TASK STATEMENT = Pick out every line in the items below that contains the word "city", and copy each of those lines in full.

LISTED RECORDS =
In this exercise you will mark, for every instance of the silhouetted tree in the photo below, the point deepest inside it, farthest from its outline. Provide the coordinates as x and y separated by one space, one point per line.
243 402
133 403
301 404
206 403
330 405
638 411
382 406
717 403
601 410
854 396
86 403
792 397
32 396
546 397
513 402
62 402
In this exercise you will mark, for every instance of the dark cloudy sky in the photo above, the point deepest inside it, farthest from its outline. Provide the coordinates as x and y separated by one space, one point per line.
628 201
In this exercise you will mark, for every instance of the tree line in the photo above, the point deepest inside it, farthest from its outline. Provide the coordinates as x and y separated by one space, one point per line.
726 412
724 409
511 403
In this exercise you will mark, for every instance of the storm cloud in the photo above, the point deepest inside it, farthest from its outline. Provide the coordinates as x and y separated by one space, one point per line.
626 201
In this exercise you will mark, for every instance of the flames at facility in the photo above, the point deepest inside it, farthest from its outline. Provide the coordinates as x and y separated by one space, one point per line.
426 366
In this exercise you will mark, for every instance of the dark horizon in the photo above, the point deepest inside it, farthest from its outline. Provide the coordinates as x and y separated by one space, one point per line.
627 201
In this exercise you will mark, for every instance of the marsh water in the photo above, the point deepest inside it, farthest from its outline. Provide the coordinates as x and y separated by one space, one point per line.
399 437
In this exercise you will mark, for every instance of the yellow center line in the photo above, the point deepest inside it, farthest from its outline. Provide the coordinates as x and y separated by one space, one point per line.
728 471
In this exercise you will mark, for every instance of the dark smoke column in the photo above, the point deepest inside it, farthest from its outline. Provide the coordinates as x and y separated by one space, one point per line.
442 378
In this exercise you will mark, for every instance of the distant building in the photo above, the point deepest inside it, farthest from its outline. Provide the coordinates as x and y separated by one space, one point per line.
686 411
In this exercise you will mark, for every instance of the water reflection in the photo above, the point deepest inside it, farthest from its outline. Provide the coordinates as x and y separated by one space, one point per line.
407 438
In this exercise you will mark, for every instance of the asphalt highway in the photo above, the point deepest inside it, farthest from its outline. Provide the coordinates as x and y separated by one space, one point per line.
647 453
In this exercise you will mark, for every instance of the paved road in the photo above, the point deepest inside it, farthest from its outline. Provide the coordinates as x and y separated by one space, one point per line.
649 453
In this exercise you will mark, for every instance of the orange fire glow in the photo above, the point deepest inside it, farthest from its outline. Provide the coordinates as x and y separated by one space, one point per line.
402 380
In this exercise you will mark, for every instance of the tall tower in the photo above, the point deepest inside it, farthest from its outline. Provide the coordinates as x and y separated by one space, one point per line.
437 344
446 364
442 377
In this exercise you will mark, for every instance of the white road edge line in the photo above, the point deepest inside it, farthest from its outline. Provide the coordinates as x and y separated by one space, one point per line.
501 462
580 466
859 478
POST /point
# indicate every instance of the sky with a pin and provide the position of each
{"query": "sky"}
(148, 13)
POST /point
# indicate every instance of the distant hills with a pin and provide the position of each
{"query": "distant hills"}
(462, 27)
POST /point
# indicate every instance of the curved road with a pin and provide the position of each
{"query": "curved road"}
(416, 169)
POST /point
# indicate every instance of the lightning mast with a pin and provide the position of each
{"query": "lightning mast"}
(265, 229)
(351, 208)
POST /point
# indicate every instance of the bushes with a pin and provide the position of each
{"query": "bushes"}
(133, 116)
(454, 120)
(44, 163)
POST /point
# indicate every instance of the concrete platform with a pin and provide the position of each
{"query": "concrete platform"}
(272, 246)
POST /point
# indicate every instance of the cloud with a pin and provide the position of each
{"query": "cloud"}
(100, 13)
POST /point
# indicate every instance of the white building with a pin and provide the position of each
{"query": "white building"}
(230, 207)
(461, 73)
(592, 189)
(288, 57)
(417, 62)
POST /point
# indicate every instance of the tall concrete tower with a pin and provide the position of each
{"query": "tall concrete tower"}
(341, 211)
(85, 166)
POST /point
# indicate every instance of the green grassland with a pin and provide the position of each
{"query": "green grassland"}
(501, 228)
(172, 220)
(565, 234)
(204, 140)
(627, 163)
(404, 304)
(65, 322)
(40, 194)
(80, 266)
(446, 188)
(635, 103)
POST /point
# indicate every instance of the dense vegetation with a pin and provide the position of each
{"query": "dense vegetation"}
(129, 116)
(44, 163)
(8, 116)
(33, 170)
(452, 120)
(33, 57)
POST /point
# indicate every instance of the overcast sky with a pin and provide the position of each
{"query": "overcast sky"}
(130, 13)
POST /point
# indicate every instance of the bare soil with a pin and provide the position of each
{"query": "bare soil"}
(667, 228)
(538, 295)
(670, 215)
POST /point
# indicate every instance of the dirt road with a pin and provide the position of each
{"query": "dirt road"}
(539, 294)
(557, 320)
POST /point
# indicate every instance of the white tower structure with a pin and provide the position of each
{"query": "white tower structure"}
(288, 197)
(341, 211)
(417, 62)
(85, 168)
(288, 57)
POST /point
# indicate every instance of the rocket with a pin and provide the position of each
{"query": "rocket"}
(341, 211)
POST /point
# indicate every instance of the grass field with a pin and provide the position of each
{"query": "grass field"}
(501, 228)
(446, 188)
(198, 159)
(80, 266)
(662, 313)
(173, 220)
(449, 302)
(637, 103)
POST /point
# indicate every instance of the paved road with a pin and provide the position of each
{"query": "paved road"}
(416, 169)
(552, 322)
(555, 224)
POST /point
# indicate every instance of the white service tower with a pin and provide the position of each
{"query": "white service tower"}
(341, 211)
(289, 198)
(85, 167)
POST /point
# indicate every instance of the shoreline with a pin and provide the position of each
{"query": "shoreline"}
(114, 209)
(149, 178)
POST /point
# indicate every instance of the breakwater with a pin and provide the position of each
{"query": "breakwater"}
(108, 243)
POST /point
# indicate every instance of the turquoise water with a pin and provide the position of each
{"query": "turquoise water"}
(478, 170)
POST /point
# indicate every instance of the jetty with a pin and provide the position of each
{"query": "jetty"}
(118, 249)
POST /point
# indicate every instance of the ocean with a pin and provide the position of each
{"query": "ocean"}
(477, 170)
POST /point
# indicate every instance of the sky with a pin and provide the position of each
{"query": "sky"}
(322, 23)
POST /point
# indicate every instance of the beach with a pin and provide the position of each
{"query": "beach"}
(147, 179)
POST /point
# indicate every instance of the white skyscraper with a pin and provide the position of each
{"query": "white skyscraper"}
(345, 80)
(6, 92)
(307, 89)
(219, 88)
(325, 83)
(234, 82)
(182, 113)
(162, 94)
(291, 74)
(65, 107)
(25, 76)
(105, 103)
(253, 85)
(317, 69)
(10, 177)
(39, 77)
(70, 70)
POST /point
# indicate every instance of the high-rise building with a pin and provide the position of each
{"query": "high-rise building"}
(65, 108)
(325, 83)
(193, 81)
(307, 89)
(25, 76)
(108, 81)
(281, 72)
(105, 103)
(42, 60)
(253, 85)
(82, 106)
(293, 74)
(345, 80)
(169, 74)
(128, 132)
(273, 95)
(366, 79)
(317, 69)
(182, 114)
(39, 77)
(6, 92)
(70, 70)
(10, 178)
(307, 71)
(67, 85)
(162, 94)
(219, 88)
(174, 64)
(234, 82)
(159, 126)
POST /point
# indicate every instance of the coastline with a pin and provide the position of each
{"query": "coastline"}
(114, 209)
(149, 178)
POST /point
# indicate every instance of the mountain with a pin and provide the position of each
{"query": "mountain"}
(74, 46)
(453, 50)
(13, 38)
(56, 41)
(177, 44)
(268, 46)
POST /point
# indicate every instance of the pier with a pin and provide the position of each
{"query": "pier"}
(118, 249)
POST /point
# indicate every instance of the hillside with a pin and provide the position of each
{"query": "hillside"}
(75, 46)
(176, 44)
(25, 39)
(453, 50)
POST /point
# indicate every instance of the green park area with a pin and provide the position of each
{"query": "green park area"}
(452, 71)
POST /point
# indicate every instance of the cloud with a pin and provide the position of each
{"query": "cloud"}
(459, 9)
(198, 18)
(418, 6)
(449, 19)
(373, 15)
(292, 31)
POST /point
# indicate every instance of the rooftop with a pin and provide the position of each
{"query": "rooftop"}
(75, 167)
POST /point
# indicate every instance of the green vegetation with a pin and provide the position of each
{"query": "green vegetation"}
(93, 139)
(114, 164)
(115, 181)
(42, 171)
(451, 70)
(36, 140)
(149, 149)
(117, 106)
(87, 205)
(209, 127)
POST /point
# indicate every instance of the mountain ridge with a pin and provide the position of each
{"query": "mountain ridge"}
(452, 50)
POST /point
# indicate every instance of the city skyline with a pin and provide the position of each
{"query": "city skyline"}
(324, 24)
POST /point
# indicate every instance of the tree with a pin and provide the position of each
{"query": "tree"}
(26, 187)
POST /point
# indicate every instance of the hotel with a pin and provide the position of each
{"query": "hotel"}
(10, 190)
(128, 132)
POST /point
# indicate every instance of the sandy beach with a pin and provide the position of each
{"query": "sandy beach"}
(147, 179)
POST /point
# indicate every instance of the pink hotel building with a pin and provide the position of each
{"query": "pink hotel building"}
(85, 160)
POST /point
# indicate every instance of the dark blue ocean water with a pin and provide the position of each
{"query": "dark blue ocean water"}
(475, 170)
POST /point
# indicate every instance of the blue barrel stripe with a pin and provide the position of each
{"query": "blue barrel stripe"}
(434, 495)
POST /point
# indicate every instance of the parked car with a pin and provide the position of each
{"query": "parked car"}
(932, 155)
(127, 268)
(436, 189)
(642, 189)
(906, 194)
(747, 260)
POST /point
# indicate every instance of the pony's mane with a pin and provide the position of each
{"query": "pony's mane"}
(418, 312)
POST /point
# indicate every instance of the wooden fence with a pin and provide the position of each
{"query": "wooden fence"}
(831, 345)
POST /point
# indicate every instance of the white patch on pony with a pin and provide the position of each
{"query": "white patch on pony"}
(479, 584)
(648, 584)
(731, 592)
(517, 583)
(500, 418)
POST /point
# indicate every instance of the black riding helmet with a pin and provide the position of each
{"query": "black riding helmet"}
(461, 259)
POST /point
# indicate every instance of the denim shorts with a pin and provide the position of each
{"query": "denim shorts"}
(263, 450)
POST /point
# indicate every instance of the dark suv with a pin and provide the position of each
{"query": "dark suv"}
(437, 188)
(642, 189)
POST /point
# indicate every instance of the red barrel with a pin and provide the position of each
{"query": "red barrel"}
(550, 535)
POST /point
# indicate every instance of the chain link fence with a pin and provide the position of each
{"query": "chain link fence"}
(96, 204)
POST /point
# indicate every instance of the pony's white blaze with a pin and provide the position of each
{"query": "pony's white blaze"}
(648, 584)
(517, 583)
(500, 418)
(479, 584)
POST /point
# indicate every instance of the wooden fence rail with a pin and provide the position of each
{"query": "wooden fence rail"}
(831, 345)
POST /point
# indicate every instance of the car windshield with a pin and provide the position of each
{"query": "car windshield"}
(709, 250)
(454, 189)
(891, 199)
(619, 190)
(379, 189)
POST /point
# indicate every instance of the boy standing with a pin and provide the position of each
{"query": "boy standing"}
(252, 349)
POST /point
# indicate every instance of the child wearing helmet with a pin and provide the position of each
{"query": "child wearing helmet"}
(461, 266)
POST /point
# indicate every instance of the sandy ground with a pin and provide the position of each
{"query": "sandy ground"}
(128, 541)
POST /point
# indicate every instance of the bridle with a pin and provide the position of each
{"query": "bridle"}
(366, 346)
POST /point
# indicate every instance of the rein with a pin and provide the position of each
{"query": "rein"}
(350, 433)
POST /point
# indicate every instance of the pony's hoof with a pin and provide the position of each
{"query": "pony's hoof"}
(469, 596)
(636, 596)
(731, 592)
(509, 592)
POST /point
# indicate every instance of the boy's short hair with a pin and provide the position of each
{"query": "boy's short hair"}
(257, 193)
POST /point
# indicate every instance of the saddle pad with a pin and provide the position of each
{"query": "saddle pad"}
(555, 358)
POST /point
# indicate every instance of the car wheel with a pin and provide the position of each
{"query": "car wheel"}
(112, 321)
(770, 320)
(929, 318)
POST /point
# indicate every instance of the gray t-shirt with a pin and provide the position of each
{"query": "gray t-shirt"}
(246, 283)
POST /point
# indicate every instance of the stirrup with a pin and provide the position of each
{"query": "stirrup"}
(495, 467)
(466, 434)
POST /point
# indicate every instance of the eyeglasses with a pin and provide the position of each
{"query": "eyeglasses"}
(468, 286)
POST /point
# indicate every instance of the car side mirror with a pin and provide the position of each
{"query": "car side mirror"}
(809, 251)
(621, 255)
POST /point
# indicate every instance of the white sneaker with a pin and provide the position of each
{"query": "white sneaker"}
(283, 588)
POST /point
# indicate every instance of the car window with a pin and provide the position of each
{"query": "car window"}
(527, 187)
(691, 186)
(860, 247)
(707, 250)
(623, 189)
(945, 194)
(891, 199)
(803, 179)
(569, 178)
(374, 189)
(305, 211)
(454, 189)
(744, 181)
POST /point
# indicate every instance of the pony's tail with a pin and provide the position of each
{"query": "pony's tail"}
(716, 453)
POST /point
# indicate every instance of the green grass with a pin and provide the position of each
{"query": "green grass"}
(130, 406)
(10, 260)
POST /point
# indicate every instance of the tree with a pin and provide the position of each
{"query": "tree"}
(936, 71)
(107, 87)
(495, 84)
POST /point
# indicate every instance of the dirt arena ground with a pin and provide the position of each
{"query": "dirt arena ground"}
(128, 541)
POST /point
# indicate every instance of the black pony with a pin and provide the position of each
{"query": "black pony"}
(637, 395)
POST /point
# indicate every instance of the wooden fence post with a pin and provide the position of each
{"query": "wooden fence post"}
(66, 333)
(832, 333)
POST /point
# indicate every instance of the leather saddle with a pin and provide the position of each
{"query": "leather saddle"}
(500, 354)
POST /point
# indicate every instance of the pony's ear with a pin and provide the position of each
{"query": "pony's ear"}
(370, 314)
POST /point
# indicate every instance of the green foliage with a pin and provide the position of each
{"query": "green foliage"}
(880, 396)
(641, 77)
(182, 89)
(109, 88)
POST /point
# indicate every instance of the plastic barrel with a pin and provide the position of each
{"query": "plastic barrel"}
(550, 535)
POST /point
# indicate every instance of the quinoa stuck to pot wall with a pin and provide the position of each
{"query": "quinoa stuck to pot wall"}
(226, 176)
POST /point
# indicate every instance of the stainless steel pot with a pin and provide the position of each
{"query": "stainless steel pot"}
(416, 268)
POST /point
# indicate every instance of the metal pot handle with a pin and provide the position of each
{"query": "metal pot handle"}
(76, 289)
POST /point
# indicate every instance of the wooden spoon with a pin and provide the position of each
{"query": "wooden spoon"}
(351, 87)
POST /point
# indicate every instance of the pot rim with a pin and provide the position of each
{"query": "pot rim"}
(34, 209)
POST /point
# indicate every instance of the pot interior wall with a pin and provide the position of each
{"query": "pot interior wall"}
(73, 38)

RESPONSE =
# indicate every instance of the city skyline with a pin and provide the position of each
{"query": "city skyline"}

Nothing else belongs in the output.